- **What you will do**
Make an exact copy of the lines below.

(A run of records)
################
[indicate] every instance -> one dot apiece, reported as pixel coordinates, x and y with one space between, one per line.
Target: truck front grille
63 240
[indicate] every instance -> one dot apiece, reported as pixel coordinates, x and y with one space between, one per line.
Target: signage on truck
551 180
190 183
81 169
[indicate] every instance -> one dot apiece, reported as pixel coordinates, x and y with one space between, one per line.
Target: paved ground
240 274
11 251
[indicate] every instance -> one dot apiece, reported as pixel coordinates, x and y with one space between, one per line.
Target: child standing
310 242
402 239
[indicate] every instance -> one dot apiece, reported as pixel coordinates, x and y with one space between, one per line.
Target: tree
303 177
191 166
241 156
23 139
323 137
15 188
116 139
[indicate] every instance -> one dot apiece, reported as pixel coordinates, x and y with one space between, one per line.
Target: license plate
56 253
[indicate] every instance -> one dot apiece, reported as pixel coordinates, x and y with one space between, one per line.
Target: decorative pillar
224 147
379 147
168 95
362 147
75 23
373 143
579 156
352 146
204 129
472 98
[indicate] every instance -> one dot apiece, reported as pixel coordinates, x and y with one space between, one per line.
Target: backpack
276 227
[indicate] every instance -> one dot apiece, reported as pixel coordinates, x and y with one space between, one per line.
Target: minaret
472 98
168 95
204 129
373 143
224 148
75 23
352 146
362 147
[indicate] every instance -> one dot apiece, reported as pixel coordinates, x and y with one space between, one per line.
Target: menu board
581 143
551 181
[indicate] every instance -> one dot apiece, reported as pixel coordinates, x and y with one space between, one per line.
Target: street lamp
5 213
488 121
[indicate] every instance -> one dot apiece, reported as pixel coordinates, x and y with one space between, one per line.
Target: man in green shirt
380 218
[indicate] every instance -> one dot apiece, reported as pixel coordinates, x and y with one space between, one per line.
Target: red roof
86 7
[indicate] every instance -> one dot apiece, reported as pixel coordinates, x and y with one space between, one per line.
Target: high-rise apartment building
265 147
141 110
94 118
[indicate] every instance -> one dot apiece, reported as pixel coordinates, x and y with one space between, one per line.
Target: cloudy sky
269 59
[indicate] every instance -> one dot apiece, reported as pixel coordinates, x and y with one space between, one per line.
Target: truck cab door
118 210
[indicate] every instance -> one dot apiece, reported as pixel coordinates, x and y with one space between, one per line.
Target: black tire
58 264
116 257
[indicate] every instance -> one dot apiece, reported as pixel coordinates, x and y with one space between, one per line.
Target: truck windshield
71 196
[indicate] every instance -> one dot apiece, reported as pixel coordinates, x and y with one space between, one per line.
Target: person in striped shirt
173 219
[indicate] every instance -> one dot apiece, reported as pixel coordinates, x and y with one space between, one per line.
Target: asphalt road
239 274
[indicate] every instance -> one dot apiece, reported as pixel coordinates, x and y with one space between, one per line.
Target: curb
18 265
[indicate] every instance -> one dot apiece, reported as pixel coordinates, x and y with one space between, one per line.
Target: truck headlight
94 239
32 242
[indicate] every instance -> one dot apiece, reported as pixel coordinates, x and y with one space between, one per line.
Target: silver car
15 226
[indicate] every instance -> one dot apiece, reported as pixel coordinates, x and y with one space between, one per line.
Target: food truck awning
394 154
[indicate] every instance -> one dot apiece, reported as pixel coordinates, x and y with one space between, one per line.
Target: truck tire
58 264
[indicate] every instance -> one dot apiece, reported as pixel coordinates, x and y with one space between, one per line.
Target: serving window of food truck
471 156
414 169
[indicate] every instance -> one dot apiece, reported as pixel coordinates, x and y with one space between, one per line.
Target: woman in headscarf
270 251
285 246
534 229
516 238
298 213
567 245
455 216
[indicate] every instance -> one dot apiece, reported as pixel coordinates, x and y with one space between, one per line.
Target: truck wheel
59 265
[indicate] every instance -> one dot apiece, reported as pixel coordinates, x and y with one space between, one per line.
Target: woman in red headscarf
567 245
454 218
################
- **Answer**
[indicate] every instance -> one dot apiece, reported as pixel coordinates, x and y with one space between, one per line.
Target: truck front grille
63 240
[indicate] every instance -> one dot apiece, reported as pixel coordinates, x and y with one space between, one per line.
Target: signage on truck
551 180
190 183
81 169
[indicate] every instance -> one dot apiece, reported as pixel coordinates, x and y with one space between, one per line.
Target: paved ground
240 274
11 251
[indicate] every instance -> one dot apiece, reported as pixel coordinates, x and y with one space between, one per line.
Target: child standing
310 242
402 239
[indicate] every instance -> one dot apiece, reported as pixel coordinates, x and y with one space between, one per line.
Target: tree
303 177
191 166
241 156
23 139
323 137
15 188
116 139
[indicate] every instance -> one dot apiece, reported as pixel coordinates, x and y with one space between, one per line.
Target: license plate
56 253
[indicate] every instance -> one dot apiece, reported as pixel coordinates, x and y with one space between, one per line.
Target: decorative pillar
224 147
379 147
168 95
362 147
75 23
373 143
579 156
352 146
204 129
472 98
[indicate] every instance -> one dot apiece, reported as pixel coordinates, x and y with one space between, one per line.
Target: backpack
276 227
[indicate] every instance -> one dot apiece, reported as pixel coordinates, x and y with one space between, one per line.
Target: minaret
472 98
168 95
204 129
373 143
224 148
75 23
352 146
362 147
[indicate] every instance -> one dot apiece, reported as pixel coordinates, x and y with one space between, one per line.
Target: menu board
581 143
551 181
[indicate] every instance -> one dot apiece, reported as pixel coordinates, x and y with one space between, one per line.
Target: street lamp
5 213
488 121
[indicate] every instance -> one dot apiece, reported as pixel coordinates, x and y with one space between, one per line.
Target: man in green shirt
380 218
[indicate] every instance -> one dot apiece, reported as pixel coordinates, x and y with one space between, one per line.
Target: red roof
86 7
[indicate] every instance -> one dot apiece, reported as pixel coordinates, x and y with one space between, one per line.
Target: high-rise apartment building
265 147
141 110
94 118
[indicate] every instance -> one dot apiece, reported as pixel coordinates, x and y with one space between, one per line.
Target: cloudy sky
269 59
[indicate] every instance -> one dot apiece, reported as pixel coordinates, x and y with one space between, one per line.
Target: truck cab door
118 210
[indicate] every instance -> one dot apiece, reported as pixel coordinates, x and y with one space between, one per line.
Target: black tire
58 264
116 257
[indicate] every instance -> one dot apiece, reported as pixel coordinates, x and y with one space between, one per line.
Target: truck windshield
71 196
[indicate] every instance -> one dot apiece, reported as pixel coordinates, x and y with one space between, one per line.
Target: person in striped shirt
173 219
[indicate] every instance -> one dot apiece, reported as pixel coordinates, x and y with one space between, one per line.
Target: asphalt road
239 274
[indicate] every instance -> one dot apiece, reported as pixel coordinates, x and y with one space between, one per line.
Target: curb
18 265
[indicate] every instance -> one dot apiece, reported as pixel coordinates, x and y with one space between, one per line.
Target: truck headlight
94 239
32 242
[indicate] every instance -> one dot apiece, reported as pixel coordinates, x and y with one space between, one per line.
Target: silver car
15 226
[indicate] every instance -> one dot apiece, reported as pixel coordinates, x and y with one space between, one per line.
Target: food truck awning
394 154
[indicate] every instance -> one dot apiece, reported as pixel coordinates, x and y with one space between, one per line.
Target: truck tire
58 264
[indicate] every instance -> one dot apiece, reported as pixel coordinates, x and y with one space between, one per line.
Target: serving window of food truck
471 156
414 169
[indicate] every instance -> one dot apiece, reported as pixel coordinates, x and y with one space between, one per line.
Target: woman in headscarf
270 251
285 246
534 229
516 238
298 213
567 245
455 216
[indicate] every instance -> one dot apiece, reported as pixel coordinates, x and y with one space between, one per line.
Target: truck wheel
59 265
[indicate] every instance -> one dot apiece, reported as pixel coordinates, x and y with one space between, one per line.
Target: woman in red headscarf
567 245
454 218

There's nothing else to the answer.